> **Görev**: İttihad'ul Ulema raporunu anlatan metne göre, raporu dinleyen DEM grubu milletvekilleri ne yaptı?

> **Verilen Alıntı**:
-------
İttihad'ul Ulema'nın Kürt raporu ve DEM'lilerin tepkisi

 

 

 

 

TBMM’de Kürt Sorunu ve İttihad'ul Ulema’nın Çözüm Önerileri: DEM’in Tepkisi ve Çözüm Sürecinin Zorlukları

 

TBMM’de devam eden Milli Dayanışma, Kardeşlik ve Demokrasi Komisyonu’nun 11’inci toplantısında, İttihad'ul Ulema Başkanı’nın sunduğu “Kardeşliğin Tahkimine Dair Tespit ve Çözüm Önerileri Raporu” tartışma yarattı. Doğu ve Güneydoğu’da medreselerde İslami ilimler eğitimi veren alimlerin oluşturduğu bir sivil toplum kuruluşu olan İttihad'ul Ulema’nın raporu, Kürt sorununun çözümü için kapsamlı ve gerçekçi öneriler sunuyor. Ancak raporu dinleyen DEM grubu milletvekilleri, içeriğe tepki göstererek toplantıyı terk etti.

 

Raporun Öne Çıkan Önerileri

 

İttihad'ul Ulema’nın raporu, Kürt sorununun tarihî, siyasî, kültürel ve sosyolojik boyutlarını ele alarak adalet ve kardeşlik temelinde çözüm önerileri sunuyor. Rapor, Türk ve Kürt halklarının bin yıllık ortak tarihine vurgu yaparak, bu birlikteliğin İslam ortak paydasında güçlendiğini belirtiyor. Sorunun kaynağını, Cumhuriyet döneminde uygulanan ret, inkâr ve asimilasyon politikalarına bağlayan rapor, bu politikaların yol açtığı mağduriyetlerin giderilmesi gerektiğini savunuyor. Rapordan bazı kilit öneriler şunlar:

 

  1. Etnik Temelli Yaklaşımların Terk Edilmesi: Devletin tekçi ulus-devlet anlayışından vazgeçmesi ve eşit vatandaşlık ilkesine dayalı yeni bir anayasa hazırlanması gerektiği belirtiliyor. Özellikle Anayasa’nın 66. maddesindeki vatandaşlık tanımının, hiçbir etnik grubu dışlamayacak şekilde yeniden düzenlenmesi öneriliyor.
-------
> **Koordinat açıklama girdileri**:
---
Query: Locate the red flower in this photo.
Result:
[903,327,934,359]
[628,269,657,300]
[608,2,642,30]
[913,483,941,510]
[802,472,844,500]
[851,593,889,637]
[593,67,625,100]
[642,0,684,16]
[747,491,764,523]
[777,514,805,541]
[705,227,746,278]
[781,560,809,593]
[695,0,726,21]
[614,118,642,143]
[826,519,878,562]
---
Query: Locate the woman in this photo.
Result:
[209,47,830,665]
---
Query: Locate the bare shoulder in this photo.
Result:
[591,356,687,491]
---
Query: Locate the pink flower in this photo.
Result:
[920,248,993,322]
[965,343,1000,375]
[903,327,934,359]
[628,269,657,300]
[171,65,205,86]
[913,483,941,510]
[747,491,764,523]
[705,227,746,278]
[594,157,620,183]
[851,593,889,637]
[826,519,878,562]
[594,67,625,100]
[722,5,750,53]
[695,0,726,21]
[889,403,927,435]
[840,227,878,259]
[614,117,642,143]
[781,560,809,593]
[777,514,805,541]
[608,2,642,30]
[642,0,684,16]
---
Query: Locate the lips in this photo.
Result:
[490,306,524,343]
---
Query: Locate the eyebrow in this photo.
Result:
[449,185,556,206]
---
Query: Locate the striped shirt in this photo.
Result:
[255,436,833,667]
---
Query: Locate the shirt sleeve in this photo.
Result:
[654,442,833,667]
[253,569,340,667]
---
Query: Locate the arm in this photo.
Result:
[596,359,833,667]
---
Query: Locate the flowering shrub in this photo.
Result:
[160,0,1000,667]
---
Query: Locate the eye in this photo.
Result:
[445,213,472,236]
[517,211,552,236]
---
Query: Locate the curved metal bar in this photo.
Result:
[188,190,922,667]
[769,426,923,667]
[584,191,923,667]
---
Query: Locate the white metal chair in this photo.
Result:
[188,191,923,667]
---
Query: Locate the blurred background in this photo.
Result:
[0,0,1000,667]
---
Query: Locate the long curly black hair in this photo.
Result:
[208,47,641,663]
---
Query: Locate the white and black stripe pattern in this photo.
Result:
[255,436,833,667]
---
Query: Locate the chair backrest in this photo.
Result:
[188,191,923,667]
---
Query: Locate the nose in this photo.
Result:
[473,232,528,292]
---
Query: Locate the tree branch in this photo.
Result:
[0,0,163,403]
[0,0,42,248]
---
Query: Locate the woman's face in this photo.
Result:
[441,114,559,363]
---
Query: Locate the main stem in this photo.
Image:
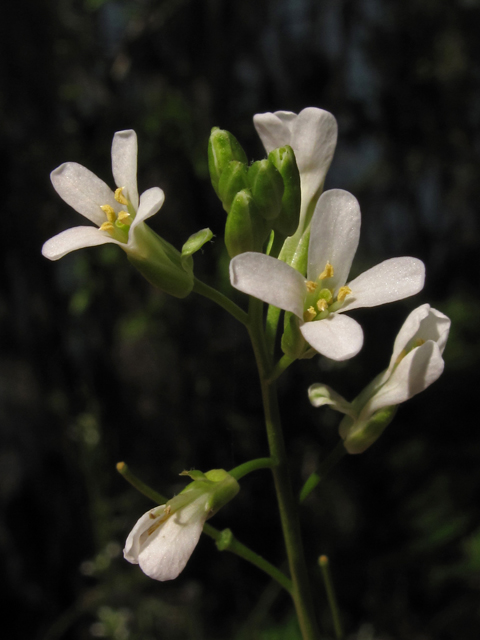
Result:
[247,298,319,640]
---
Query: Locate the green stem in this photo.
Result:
[269,354,295,382]
[300,440,347,502]
[117,458,293,593]
[193,278,248,324]
[318,556,343,640]
[247,298,319,640]
[228,458,273,480]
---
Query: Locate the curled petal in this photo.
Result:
[339,257,425,313]
[300,314,363,361]
[112,129,138,211]
[359,340,444,421]
[307,189,361,290]
[42,227,119,260]
[50,162,119,227]
[124,495,207,581]
[131,187,165,229]
[230,252,307,320]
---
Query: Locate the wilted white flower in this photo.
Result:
[230,189,425,360]
[308,304,450,453]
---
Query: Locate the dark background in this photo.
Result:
[0,0,480,640]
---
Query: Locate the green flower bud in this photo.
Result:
[268,145,301,236]
[225,189,269,258]
[218,160,248,213]
[208,127,248,197]
[127,224,193,298]
[248,160,284,220]
[281,311,307,360]
[340,405,398,453]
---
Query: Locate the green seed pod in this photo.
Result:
[268,145,301,236]
[248,160,284,220]
[218,160,248,213]
[208,127,248,197]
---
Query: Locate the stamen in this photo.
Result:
[317,298,328,313]
[115,187,128,206]
[303,307,317,322]
[118,211,132,226]
[318,262,334,280]
[100,222,115,234]
[337,286,352,302]
[100,204,117,222]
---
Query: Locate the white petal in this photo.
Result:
[307,189,361,290]
[123,505,165,564]
[42,227,119,260]
[138,496,207,581]
[253,111,297,153]
[112,129,138,211]
[359,340,444,420]
[131,187,165,229]
[300,314,363,360]
[339,257,425,313]
[290,107,338,210]
[50,162,118,227]
[230,252,307,320]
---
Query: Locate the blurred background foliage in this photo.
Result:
[0,0,480,640]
-------
> **Görevin Çıktısı**: İçeriğe tepki göstererek toplantıyı terk ettiler.